SELECTED PASSAGE:
The Pallant family still regularly visited the Hammonds remaining in Harston and Laura’s grandson Geoffrey Pallant come here on his bike from London to visit.
Hammonds and Wilsons in C20 Harston
George’s son Edwin Alfred Hammond, an engine driver, (buried in Harston Burial Ground in 1945) lived in Wetherden, No 173 High St, opposite the Old English Gentleman although he spent some time in Hampton, London, too. The house was named Wetherden after a place in Suffolk he knew. He married twice and had a daughter Aggie who was a housekeeper working in a big London shop.
George’s daughter Ada stayed in Harston when she married Harry Wilson. He owned the land where Nos. 135, 137 & 139 High Street, Harston stand in 2018 having bought it off ‘Jimmy’ James Rodwell in 1905. Harry built Heydon Cottage (No 137) and lived there with his family. It still has the mulberry tree there that he had. Harry was a bricklayer and became general foreman for Coulson’s builders while Ada stayed at home and never went to work.
A Harston School photo taken around the early 1920s shows two of Harry and Ada’s children – Dorothy Wilson front row, 2nd from left, Henry Wilson 3rd row back, 3rd from left.
The photo to right shows the wedding of Arthur Wilson, son of Harry who is standing behind the bride, with Harry’s daughter Dorothy to the left of Arthur and son Henry behind Dorothy.

EXTRACTED RECORDS:
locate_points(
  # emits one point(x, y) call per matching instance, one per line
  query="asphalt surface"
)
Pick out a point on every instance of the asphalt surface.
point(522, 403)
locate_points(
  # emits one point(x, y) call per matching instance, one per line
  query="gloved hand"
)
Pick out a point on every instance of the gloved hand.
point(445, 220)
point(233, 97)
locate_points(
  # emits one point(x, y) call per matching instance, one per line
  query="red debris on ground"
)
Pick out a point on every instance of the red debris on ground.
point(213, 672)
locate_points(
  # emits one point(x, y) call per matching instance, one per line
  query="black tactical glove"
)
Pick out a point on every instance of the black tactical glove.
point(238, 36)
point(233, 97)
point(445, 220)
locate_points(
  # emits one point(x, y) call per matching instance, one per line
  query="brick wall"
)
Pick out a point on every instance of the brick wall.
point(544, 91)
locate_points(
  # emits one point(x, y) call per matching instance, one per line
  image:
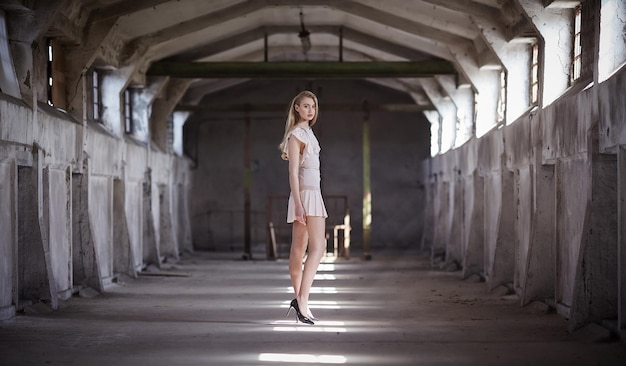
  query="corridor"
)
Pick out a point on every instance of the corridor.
point(213, 309)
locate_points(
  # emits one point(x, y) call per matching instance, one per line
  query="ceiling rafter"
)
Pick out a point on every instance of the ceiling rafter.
point(121, 8)
point(258, 33)
point(140, 45)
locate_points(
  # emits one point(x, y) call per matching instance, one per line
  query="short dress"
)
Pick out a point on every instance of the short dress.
point(308, 175)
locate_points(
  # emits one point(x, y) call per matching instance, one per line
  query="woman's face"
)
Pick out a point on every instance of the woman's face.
point(306, 108)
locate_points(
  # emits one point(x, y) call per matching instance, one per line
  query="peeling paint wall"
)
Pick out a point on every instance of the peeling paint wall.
point(57, 230)
point(549, 203)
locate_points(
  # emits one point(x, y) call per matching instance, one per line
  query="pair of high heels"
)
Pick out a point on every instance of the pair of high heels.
point(300, 317)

DIRECTIONS: Carry on the account of the Hammond and Wilson families in Harston above, starting directly after its final sentence.

EXERCISE RESULT:
Dorothy married Charles Simpkins and went to live in Hauxton where the Pallants again often visited.
Henry Wilson was an executive for a coal company and travelled around quite a bit. He had rheumatic fever several times which left him with a weak heart and he died young (age 35) when his daughter Audrey was only 11/12. During the war Audrey’s dad & family were moved to the Cambridge area and as they could only get a two bedroom cottage in Shelford, her mum, dad and two brothers lived there while Audrey went to live with her nan, Ada, in Harston in Heydon Cottage, No 137 High St.
After Harry Wilson died in 1953, his wife Ada sold the northern portion of the land to granddaughter Audrey & her husband Trevor Knight.
Audrey and Trevor built their house there (No 139 high St). Trevor was a builder and surveyor and taught at The Tech although preferred outdoor work.
The photo to the right shows Trevor Knight & Audrey Wilson on their wedding day with nan Ada nee Hammond.